### СУТЬ ЗАДАНИЯ:
Воспроизведите все приведенные ниже данные дословно, без единого изменения.

══ ДАННЫЕ ДЛЯ ЗАДАНИЯ ══

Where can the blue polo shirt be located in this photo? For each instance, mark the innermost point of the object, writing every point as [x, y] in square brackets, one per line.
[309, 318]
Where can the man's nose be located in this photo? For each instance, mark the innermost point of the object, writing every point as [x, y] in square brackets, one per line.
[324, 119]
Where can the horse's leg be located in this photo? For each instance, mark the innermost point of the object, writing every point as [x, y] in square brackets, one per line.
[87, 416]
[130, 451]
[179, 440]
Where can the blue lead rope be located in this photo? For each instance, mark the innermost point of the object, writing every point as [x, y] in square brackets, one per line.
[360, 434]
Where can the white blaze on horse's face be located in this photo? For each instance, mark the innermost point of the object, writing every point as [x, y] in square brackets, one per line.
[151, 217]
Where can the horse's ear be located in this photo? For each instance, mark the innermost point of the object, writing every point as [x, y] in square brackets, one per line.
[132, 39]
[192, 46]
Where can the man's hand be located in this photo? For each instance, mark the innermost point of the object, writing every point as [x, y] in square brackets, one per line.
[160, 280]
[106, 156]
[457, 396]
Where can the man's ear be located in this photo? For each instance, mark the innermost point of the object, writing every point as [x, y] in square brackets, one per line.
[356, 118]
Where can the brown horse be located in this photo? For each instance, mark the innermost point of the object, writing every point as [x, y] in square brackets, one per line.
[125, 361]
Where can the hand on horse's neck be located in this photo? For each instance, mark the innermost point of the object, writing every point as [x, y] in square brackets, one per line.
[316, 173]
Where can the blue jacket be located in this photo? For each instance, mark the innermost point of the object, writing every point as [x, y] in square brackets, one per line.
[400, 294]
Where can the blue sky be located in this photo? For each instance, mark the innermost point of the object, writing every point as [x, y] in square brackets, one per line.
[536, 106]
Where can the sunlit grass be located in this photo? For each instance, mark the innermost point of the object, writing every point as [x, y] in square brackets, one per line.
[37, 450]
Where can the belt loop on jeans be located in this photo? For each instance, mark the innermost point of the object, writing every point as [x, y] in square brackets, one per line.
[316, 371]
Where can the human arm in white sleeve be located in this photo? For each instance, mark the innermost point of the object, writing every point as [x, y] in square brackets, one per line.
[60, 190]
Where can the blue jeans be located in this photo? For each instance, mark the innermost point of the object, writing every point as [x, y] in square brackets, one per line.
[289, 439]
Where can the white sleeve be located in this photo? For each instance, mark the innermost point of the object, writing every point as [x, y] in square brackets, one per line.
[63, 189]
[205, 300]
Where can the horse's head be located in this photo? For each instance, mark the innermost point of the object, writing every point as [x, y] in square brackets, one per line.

═══

### ОТВЕТ:
Where can the blue polo shirt be located in this photo? For each instance, mark the innermost point of the object, writing every point as [x, y] in square brackets, one per line.
[309, 318]
Where can the man's nose be located in this photo? For each instance, mark the innermost point of the object, writing every point as [x, y] in square brackets, one per line.
[324, 119]
Where can the horse's leg be located in this photo? For each instance, mark the innermost point of the object, writing every point as [x, y] in square brackets, one per line.
[87, 416]
[130, 451]
[179, 440]
Where can the blue lead rope be located in this photo? For each instance, mark the innermost point of the object, writing every point as [x, y] in square brackets, one per line.
[360, 434]
Where can the white blaze on horse's face be located in this photo? For each instance, mark the innermost point of the object, writing every point as [x, y] in square brackets, one per line.
[151, 217]
Where can the horse's ear be located in this photo? For each instance, mark the innermost point of the object, writing every point as [x, y] in square brackets, one per line.
[132, 39]
[192, 46]
Where can the man's hand be located in this photo? For each instance, mark the innermost point of the object, writing every point as [x, y] in square brackets, one per line.
[160, 280]
[106, 156]
[457, 396]
Where can the man's ear be located in this photo? For each instance, mark the innermost point of the object, writing every point as [x, y] in square brackets, one per line.
[356, 118]
Where can the brown horse be located in this photo? For each instance, mark the innermost point of the object, writing every point as [x, y] in square brackets, one per line.
[125, 361]
Where can the hand on horse's neck be located in this photo? For each instance, mark the innermost point of the object, writing every point as [x, y] in square brackets, one per line.
[316, 173]
Where can the blue jacket be located in this photo? For each instance, mark the innermost point of the object, writing every point as [x, y] in square brackets, one per line.
[400, 294]
Where can the blue sky be located in this photo? For each instance, mark the innermost point of the object, writing every point as [x, y] in square brackets, one per line.
[536, 106]
Where can the sunlit grass be located in this photo? For each instance, mark the innermost point of the object, writing every point as [x, y] in square brackets, one per line.
[37, 450]
Where can the belt loop on jeans be located in this photo? For each instance, mark the innermost point of the object, writing every point as [x, y] in square brackets, one per line.
[316, 371]
Where can the human arm in white sleeve be located in this photo? For each instance, mark the innermost point of the object, writing every point as [x, y] in square brackets, one per line.
[60, 190]
Where can the blue jeans be located in this photo? For each instance, mark the innermost point of the object, writing every point as [x, y] in square brackets, one per line.
[289, 439]
Where can the white sleeve be located in this photo? For each instance, mark the innermost point of the object, writing every point as [x, y] in square brackets, one per line.
[63, 189]
[205, 300]
Where can the horse's head be located in this photo? For each instance, mark the innermost point of the object, writing every point as [x, y] in square brackets, one per line.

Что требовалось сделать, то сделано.